= Document passage =
+---+

Transportation Practice Problems

[owillis28]

A horizontal curve is going to be constructed for a paved county road in northern Michigan. The

pavement is 20 ft wide with 4 ft shoulders. The legs of the proposed curve are perpendicular. A design

speed of 60 mph is desired. What is most nearly the minimum radius needed to provide a design

where there is no reliance on a lateral friction force?

Two reverse-horizontal curves have external angles Δ1 = 30° and Δ2 = 60°. The distance between

PI and PI is 1000 ft. The maximum allowable side friction factor is 0.06, and the maximum

super-elevation rate is 0.06. What is most nearly the maximum velocity (design speed) that can be

provided while allowing for a 3 sec tangent distance between curves?

The baseline of a ramp curves to the left at a radius of 3000 ft and must clear a pier corner by 50 ft.

The pier corner is located 27 ft to the left of the curve back tangent at sta 108 + 50. What is the

station of the PC?

A new highway with a design speed of 50 mph is to be connected to an existing highway by a pair of

reverse 1° curves. The new highway is parallel to the existing highway, offset 30 ft to the right. What

is the length of the reverse curve transition, from PC to PT?

A horizontal curve is to be constructed for a paved county road in northern Michigan. The pavement is

20 ft wide with 4 ft shoulders. The legs of the proposed curve are perpendicular. A design speed of 60

mph is desired. What is most nearly the minimum length of the curve?

+---+

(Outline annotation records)
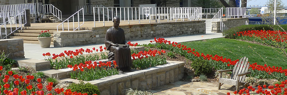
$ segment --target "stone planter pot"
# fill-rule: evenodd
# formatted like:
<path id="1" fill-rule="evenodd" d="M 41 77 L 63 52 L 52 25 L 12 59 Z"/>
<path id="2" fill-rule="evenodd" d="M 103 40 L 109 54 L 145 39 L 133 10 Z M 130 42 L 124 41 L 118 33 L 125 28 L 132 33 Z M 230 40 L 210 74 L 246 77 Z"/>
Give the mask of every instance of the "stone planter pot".
<path id="1" fill-rule="evenodd" d="M 38 41 L 39 41 L 41 48 L 50 48 L 50 45 L 51 45 L 51 40 L 52 37 L 37 37 L 37 39 L 38 39 Z"/>

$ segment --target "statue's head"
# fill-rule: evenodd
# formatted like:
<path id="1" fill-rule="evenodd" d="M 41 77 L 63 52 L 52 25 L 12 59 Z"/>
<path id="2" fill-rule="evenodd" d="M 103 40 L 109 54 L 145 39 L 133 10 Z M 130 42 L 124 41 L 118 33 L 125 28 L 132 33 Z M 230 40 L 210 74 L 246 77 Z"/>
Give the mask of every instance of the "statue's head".
<path id="1" fill-rule="evenodd" d="M 113 22 L 114 22 L 114 27 L 119 27 L 120 26 L 120 18 L 117 16 L 115 17 L 113 19 Z"/>

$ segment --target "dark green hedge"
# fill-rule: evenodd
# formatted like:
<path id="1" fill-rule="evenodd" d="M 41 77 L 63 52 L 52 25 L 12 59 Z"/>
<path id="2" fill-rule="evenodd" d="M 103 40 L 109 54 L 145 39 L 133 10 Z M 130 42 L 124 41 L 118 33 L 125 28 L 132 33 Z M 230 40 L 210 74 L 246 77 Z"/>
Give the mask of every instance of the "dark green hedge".
<path id="1" fill-rule="evenodd" d="M 283 28 L 285 31 L 287 31 L 287 25 L 280 25 L 280 26 Z M 273 30 L 272 28 L 274 29 Z M 224 31 L 222 33 L 223 36 L 226 38 L 234 39 L 235 36 L 233 34 L 236 34 L 237 32 L 239 32 L 245 31 L 253 30 L 270 30 L 272 31 L 279 30 L 283 31 L 277 25 L 244 25 L 233 27 Z"/>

+---+

= What this task involves =
In the transportation practice problems, rename "pier corner" as "bridge column" in the passage starting at "The baseline of" and ending at "station of the PC?", and write out that passage.

= Final result =
The baseline of a ramp curves to the left at a radius of 3000 ft and must clear a bridge column by 50 ft.

The bridge column is located 27 ft to the left of the curve back tangent at sta 108 + 50. What is the

station of the PC?